- [The input]
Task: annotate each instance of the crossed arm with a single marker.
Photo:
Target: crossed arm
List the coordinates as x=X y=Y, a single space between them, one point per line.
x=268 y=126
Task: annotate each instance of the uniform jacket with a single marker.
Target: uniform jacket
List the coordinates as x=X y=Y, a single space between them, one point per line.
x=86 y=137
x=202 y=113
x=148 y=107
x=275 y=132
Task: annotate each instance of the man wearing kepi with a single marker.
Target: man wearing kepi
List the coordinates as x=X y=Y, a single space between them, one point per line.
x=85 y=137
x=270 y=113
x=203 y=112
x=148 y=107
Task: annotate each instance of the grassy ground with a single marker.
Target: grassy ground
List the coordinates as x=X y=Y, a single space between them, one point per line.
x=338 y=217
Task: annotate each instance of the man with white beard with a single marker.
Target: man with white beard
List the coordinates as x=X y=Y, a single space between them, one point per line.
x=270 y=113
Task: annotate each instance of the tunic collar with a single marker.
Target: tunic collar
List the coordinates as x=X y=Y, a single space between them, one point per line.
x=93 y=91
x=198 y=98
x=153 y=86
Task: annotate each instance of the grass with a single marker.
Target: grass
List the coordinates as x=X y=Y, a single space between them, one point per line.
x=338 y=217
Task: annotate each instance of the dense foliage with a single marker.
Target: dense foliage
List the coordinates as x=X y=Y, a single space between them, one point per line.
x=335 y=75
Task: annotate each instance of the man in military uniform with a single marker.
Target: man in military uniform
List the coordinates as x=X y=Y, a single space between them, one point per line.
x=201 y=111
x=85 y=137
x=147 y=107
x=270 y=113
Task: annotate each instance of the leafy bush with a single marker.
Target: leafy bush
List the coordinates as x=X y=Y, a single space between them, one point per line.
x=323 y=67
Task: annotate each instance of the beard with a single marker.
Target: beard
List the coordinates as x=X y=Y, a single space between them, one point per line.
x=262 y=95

- [What you have to do] Please rewrite every line from the one containing "Task: annotate each instance of the man with" through the final line, both included, and shift each answer coordinate by adding 36 to both its x and y values. Leave out all other lines.

- [Task answer]
Task: annotate each instance of the man with white beard with a single marker.
Target: man with white beard
List the coordinates as x=X y=Y, a single space between them, one point per line.
x=306 y=149
Task: annotate each instance of the tunic collar with a single marker.
Target: tunic collar
List the coordinates as x=X y=Y, a single space between them, one point per line.
x=129 y=127
x=234 y=134
x=189 y=122
Task: annotate each instance of the grass with a single marker.
Target: grass
List the coordinates as x=X y=Y, a single space between them, one point per line.
x=374 y=253
Task: annotate each instance of the dense foliage with a single marker.
Target: dense foliage
List the coordinates as x=X y=Y, a single space between them, one point per line.
x=371 y=111
Task: annotate each instance of the man in military uniform with a single marker.
Target: man in military uniform
List the coordinates as x=X y=Y, a single space between them, one point per line.
x=237 y=147
x=121 y=173
x=183 y=143
x=306 y=149
Task: annotate each instance of the leafy bush with a single marker.
Target: leafy bush
List the coordinates as x=X y=Y, a single space between them, one point per line.
x=359 y=103
Task: annotate each instance of the beard with a single marker.
Target: beard
List the coordinates as x=X y=Y, a single space between them, one point per line.
x=298 y=131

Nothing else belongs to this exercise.